====== DOCUMENT
Ils ont aussitôt pris les choses en main avec beaucoup d’enthousiasme, dressant la liste des actions à mener et celle des besoins matériels. Sans le savoir, ils venaient de se lancer dans la pédagogie de projet et le design thinking3. Très impliqués et faisant preuve d’un véritable esprit d’équipe, ces élèves de 6e et 5e, membres volontaires du club Lecture, ont tout d’abord procédé à un brainstorming pour lister les besoins, définir un nom pour ce nouveau lieu, rédiger un règlement, choisir un mobilier adapté et faire le point sur les activités attendues dans cet espace. En partenariat avec le service d’intendance, ils ont appris les impératifs et les règles d’achats d’un établissement scolaire. Ils se sont ensuite plongés dans les catalogues professionnels pour rechercher du mobilier d’extérieur conforme à leurs attentes et dans le respect des normes des collectivités.
Parallèlement, nous leur avons expliqué quels travaux les services du Conseil Départemental envisageaient avec quelques bonnes surprises dont l’installation d’un mur végétal pour atténuer le bruit du boulevard.
Ces séances avaient à la fois un goût d’anniversaire, tant les élèves semblaient heureux de se lancer dans cette entreprise, et un côté comité de rédaction, chacun prenant son rôle très à cœur. Tous étaient très actifs, car après avoir distribué les missions de chacun, les uns ont rédigé des lettres à l’intention du Département, les autres se sont penchés sur le nom du lieu, tandis que d’autres encore discutaient du coût de tel transat ou de la couleur du voile d’ombrage. Les élèves ont fait preuve de beaucoup d’autonomie et d’un grand sens des responsabilités. Chacun a vraiment apporté son empreinte au projet, s’exprimant en ces termes :
« Il faut un panneau comme ceux qu’on voit sur les sentiers de randonnées pour afficher notre règlement et le programme des activités.
Ce serait bien de mettre une plaque de rue pour indiquer le nom de notre jardin.
Nous avons besoin d’une poubelle. Elle doit être en bois parce que nous serons dans un jardin.
Et si on mettait une table style table de pique-nique pour pouvoir écrire confortablement ?
Il faudra protéger notre cabanon avec du produit spécial si on veut qu’il dure longtemps. »
Ces élèves se sont lancés dans le projet de façon très active et très mûre. Ils se sont penchés sur tous les aspects du jardin : financiers, pratiques, environnementaux et esthétiques. Souvent ils ont surpris les adultes par leur maturité, mais aussi par leur caractère raisonnable et leur capacité à se projeter dans ce lieu naissant.
============
====== DONNÉES ENREGISTRÉES
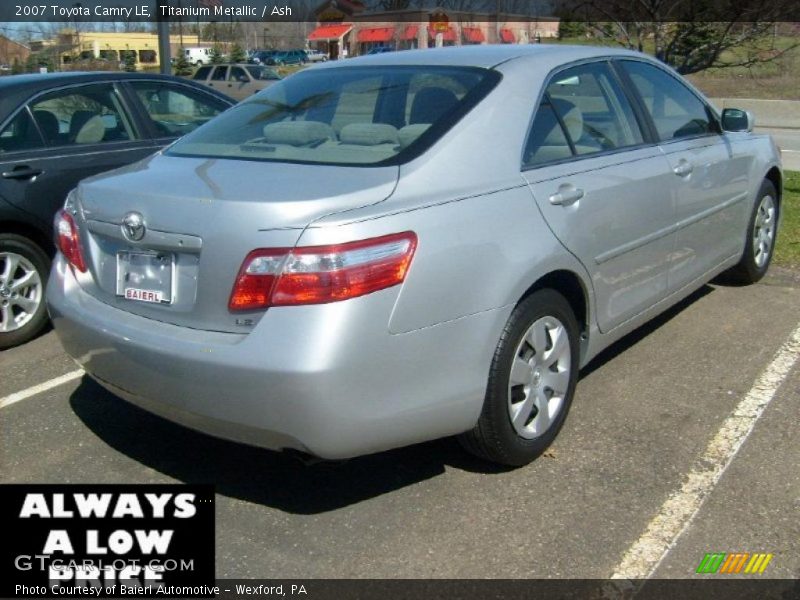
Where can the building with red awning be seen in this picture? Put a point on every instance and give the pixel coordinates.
(346, 28)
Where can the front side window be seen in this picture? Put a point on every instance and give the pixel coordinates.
(262, 73)
(238, 75)
(90, 114)
(20, 134)
(174, 109)
(675, 110)
(350, 115)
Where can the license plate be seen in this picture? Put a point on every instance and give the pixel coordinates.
(146, 276)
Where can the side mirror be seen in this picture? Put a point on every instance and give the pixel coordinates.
(734, 119)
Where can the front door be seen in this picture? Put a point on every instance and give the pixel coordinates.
(604, 193)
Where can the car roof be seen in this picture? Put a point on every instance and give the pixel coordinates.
(485, 56)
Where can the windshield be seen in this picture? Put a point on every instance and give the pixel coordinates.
(355, 116)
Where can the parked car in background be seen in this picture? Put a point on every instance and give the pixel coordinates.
(57, 129)
(239, 81)
(316, 56)
(402, 247)
(288, 57)
(260, 57)
(197, 56)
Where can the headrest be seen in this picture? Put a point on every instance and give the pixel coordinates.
(369, 134)
(572, 117)
(409, 134)
(91, 132)
(298, 133)
(430, 104)
(48, 123)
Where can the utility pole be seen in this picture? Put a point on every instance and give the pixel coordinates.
(164, 50)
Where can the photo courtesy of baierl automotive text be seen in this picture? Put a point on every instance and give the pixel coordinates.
(368, 299)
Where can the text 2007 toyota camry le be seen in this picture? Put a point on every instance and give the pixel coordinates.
(387, 250)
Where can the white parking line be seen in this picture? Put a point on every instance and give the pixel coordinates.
(679, 510)
(38, 389)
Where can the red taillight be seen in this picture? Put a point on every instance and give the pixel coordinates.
(322, 274)
(69, 241)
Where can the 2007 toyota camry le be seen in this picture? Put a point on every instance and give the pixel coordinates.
(391, 249)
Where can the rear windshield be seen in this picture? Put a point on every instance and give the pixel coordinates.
(351, 115)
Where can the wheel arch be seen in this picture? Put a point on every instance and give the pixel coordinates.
(774, 176)
(570, 285)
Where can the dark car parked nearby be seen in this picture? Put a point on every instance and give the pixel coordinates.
(57, 129)
(288, 57)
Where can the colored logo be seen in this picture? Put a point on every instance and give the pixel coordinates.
(734, 562)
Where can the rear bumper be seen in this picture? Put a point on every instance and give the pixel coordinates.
(329, 380)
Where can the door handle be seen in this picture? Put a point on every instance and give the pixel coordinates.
(683, 168)
(22, 172)
(567, 194)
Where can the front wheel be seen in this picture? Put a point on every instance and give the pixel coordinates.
(762, 229)
(531, 382)
(24, 268)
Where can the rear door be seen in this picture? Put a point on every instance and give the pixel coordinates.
(603, 189)
(709, 181)
(171, 109)
(83, 130)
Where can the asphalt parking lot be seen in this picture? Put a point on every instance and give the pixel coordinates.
(644, 419)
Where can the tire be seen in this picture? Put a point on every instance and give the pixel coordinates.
(23, 313)
(544, 317)
(762, 229)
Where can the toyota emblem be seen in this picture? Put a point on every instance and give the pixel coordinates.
(133, 226)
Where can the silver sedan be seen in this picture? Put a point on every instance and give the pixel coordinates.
(391, 249)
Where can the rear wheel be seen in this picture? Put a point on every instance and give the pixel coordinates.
(24, 268)
(531, 382)
(760, 238)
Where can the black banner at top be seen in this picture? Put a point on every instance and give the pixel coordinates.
(93, 540)
(192, 11)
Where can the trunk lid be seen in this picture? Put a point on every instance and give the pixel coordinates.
(201, 218)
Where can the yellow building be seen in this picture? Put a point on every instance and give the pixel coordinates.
(114, 47)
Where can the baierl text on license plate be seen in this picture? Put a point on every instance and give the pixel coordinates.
(144, 295)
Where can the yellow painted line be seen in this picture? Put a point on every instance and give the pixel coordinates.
(38, 389)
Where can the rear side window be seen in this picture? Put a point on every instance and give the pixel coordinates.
(175, 109)
(20, 134)
(675, 110)
(202, 72)
(349, 115)
(584, 111)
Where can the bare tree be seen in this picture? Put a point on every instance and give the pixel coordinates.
(690, 35)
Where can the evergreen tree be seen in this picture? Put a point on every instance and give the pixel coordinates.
(215, 54)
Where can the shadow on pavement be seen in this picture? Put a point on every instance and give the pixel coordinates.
(280, 480)
(642, 332)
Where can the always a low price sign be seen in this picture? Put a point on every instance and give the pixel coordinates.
(107, 540)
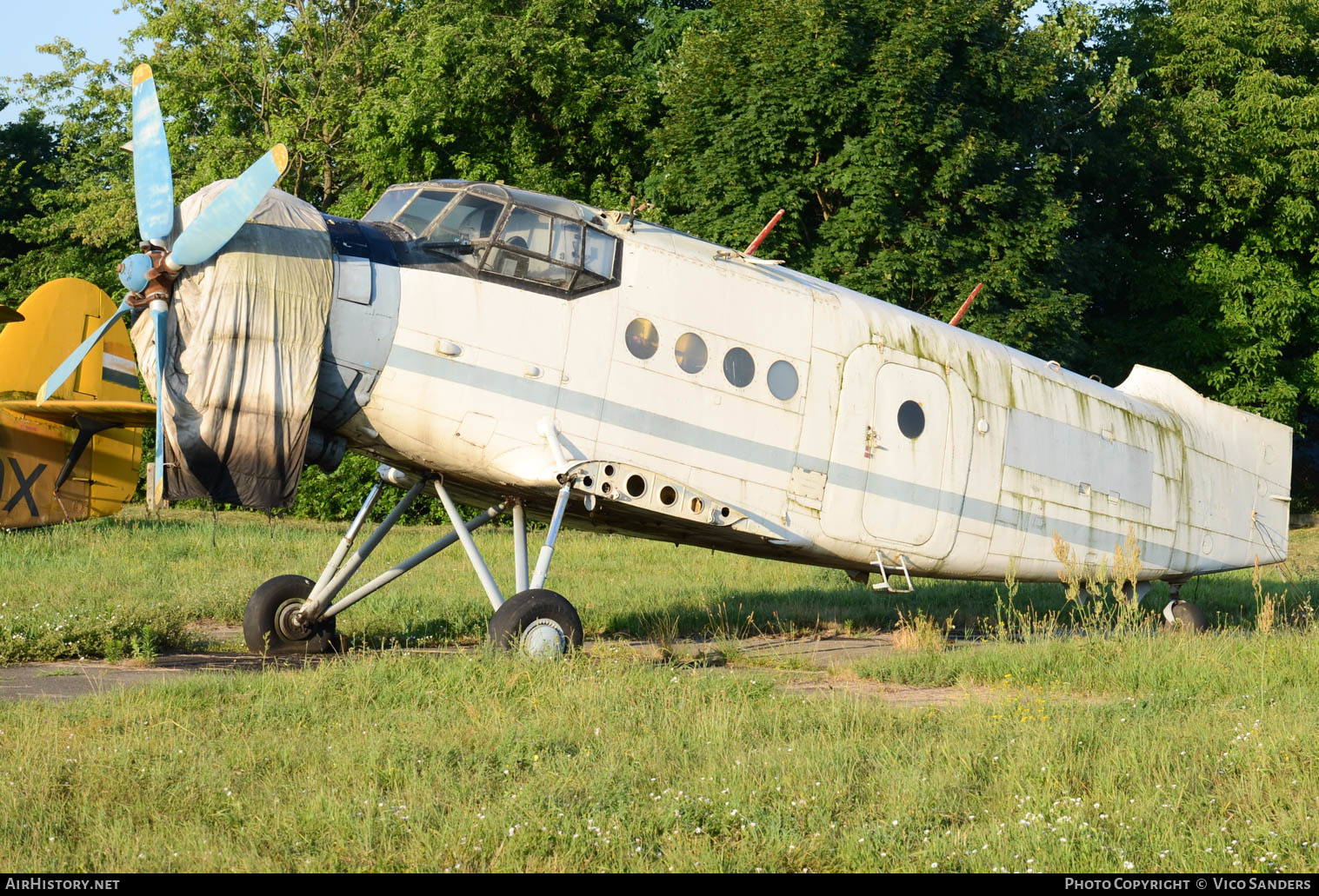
============
**ÉNONCÉ DU PROBLÈME**
Répondez aux questions suivantes à partir du document.
(a) Avec quel service les élèves ont-ils appris les règles d'achats d'un établissement scolaire ?
(b) Quelle installation les services du Conseil Départemental prévoyaient-ils pour atténuer le bruit du boulevard ?
(c) En quel matériau les élèves voulaient-ils la poubelle, et pour quelle raison ?

**RÉSULTAT ATTENDU**
(a) Avec le service d'intendance.
(b) Un mur végétal.
(c) En bois, parce qu'ils seront dans un jardin.